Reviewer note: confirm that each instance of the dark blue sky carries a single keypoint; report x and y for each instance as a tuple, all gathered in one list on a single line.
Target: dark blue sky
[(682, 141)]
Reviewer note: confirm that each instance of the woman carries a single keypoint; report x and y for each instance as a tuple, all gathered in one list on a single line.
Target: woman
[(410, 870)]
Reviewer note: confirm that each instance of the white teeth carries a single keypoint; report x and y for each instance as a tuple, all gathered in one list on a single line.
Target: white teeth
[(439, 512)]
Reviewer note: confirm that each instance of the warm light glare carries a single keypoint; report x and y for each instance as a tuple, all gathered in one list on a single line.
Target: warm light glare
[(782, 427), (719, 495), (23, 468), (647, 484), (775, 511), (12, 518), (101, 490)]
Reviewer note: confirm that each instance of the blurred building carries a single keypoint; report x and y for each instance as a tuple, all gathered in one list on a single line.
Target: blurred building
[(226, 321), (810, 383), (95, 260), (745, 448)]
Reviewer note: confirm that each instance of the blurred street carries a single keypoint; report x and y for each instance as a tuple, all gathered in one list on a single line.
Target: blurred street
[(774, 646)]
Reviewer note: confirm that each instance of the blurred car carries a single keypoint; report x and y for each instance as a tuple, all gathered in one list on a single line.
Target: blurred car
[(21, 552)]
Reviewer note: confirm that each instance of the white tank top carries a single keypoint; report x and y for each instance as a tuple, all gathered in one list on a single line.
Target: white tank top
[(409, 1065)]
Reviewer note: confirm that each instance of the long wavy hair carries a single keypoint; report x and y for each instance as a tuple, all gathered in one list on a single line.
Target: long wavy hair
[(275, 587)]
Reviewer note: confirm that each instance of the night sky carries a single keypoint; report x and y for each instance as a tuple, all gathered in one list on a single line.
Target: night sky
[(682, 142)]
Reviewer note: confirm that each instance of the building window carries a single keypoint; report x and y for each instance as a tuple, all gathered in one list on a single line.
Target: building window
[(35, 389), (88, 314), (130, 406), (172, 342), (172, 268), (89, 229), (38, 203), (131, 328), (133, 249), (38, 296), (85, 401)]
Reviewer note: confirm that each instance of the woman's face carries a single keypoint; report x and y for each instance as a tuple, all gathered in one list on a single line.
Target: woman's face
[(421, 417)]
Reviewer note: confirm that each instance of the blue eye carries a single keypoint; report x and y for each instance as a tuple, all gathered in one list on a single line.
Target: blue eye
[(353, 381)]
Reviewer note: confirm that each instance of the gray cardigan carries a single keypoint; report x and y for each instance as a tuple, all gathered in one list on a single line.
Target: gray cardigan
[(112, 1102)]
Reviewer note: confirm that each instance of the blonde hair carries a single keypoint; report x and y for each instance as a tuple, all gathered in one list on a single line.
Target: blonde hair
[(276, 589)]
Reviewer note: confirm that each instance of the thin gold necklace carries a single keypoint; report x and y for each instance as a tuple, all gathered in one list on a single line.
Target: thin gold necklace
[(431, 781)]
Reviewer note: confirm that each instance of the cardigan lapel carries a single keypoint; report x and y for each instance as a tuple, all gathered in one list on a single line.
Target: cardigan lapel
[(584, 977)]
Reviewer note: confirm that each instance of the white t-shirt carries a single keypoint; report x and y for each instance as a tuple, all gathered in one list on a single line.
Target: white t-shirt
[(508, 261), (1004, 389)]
==*==
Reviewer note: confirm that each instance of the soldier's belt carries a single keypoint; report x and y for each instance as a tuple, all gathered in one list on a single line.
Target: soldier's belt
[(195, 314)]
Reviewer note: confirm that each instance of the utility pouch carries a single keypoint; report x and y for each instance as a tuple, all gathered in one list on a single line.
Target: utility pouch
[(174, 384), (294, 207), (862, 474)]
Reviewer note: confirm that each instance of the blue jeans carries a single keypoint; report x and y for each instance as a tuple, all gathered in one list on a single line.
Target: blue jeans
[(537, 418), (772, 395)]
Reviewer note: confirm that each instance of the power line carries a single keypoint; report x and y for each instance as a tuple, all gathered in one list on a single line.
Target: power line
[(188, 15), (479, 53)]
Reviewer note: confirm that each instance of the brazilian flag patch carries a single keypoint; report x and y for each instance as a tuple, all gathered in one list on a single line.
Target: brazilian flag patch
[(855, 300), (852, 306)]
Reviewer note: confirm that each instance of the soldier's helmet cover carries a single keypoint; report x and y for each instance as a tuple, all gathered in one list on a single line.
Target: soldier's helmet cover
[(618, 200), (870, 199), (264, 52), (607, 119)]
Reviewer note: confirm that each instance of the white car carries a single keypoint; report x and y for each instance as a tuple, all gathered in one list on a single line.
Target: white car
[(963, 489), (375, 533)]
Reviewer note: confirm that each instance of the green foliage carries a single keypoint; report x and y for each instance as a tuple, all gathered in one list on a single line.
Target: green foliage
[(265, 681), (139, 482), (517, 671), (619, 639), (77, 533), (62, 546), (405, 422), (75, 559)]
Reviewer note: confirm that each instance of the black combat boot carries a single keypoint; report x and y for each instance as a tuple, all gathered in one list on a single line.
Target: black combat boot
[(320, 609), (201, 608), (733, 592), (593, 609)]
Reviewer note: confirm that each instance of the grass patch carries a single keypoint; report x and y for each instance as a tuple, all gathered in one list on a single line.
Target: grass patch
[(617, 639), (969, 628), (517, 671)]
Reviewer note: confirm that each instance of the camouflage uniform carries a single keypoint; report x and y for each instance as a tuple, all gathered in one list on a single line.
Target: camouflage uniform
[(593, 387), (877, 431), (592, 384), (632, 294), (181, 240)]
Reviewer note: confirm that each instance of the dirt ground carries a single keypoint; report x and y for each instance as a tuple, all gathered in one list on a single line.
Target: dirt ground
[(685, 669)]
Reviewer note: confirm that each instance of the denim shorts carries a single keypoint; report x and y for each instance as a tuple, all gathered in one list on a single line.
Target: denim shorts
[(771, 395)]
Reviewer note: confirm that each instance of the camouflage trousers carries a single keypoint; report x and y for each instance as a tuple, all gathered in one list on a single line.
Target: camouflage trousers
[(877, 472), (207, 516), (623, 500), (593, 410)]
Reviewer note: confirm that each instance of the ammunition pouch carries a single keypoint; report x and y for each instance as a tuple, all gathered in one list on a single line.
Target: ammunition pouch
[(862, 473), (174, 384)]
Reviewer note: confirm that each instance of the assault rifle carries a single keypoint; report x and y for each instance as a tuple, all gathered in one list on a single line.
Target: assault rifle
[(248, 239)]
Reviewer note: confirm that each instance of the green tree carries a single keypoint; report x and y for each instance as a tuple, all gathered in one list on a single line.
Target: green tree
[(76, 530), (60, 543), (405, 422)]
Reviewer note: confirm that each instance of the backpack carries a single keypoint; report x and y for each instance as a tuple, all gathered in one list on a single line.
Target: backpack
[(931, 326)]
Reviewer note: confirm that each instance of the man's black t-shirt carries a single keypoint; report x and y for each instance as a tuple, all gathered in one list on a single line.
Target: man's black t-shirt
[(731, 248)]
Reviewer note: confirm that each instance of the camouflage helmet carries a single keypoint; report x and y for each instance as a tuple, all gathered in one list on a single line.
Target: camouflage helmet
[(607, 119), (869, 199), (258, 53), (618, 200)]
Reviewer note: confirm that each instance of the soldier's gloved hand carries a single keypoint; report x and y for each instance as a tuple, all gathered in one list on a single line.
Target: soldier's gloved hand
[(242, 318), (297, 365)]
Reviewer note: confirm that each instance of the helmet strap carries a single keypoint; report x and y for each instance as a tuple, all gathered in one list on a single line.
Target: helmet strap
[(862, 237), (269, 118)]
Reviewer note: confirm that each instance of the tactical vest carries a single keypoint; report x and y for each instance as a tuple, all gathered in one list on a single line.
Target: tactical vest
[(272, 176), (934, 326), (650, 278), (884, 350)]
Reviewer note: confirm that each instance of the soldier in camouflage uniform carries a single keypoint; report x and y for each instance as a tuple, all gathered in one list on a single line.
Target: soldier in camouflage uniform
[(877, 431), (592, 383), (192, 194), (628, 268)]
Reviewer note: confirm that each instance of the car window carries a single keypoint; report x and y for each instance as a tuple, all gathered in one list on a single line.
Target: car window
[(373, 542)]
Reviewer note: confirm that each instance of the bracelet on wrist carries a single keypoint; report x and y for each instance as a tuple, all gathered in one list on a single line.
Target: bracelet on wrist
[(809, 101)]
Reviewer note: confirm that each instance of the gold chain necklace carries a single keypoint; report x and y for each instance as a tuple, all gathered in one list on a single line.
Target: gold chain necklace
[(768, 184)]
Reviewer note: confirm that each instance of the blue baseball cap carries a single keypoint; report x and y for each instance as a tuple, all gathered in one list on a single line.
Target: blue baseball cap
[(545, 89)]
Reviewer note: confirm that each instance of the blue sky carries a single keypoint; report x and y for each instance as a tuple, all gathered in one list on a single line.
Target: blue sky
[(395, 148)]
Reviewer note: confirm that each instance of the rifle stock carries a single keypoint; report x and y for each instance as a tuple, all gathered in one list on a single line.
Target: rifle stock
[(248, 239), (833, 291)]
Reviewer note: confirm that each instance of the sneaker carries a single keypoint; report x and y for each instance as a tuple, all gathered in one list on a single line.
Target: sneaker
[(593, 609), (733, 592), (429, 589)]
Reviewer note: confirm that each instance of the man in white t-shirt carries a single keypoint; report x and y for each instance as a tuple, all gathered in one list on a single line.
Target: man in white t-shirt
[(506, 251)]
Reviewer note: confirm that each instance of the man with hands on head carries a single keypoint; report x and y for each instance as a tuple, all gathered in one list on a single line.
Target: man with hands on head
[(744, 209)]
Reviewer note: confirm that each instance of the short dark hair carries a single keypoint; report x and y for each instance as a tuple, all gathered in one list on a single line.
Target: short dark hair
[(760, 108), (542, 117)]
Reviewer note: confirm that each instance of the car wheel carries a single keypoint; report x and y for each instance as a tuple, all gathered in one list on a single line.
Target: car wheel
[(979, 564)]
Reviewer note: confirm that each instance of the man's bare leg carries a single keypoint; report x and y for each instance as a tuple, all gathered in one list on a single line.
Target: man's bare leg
==*==
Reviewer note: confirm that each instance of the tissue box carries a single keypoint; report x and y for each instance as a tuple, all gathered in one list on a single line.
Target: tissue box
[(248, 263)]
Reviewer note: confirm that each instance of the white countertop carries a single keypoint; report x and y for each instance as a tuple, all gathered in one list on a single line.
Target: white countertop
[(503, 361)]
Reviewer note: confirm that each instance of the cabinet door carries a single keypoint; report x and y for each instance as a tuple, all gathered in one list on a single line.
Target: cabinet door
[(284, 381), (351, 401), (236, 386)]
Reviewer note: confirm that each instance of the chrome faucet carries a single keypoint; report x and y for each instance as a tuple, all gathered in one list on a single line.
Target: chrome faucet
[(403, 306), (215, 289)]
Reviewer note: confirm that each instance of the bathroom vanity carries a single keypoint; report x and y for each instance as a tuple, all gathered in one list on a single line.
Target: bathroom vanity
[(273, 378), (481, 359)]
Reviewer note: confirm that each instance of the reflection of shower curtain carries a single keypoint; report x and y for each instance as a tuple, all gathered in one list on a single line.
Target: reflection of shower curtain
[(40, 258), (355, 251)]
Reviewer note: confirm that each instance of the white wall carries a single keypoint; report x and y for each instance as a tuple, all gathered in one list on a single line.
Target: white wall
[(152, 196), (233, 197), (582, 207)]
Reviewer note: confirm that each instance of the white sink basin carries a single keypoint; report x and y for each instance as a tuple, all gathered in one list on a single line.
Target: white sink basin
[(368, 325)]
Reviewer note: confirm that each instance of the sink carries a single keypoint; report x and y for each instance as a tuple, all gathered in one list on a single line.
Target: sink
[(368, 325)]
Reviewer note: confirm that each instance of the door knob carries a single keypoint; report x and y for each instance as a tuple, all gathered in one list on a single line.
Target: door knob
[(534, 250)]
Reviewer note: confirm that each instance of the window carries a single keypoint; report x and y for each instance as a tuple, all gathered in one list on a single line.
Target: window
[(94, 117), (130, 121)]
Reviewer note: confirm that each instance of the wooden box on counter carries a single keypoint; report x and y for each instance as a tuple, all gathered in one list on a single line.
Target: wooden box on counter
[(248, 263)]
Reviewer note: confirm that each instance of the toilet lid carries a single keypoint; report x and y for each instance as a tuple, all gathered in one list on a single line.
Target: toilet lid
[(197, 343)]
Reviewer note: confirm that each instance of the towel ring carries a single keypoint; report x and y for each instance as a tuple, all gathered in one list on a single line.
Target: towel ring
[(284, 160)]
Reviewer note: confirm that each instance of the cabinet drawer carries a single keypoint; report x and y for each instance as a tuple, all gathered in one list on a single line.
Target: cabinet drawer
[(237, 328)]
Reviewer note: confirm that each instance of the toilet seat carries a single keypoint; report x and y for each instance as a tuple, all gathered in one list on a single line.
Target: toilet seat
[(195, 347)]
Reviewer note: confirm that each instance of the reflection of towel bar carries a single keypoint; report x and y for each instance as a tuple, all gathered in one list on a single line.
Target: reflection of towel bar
==*==
SHORT EXERCISE> Can you retype, character for character, the data between the line holding "the white countertop" and the line holding "[(284, 381), (351, 401), (236, 386)]", inclusive?

TASK SOLUTION>
Reviewer note: confirm that each instance of the white countertop carries a single keypoint; report x and y for each instance as a tuple, all gathered in one list on a single line.
Target: white countertop
[(503, 361)]
Reviewer note: confirm that each instance of the cabinet door carries a single keypoint; report x and y for each instance as a tuple, all gathered in one list on a single line.
Target: cabinet door
[(284, 381), (351, 401), (236, 386)]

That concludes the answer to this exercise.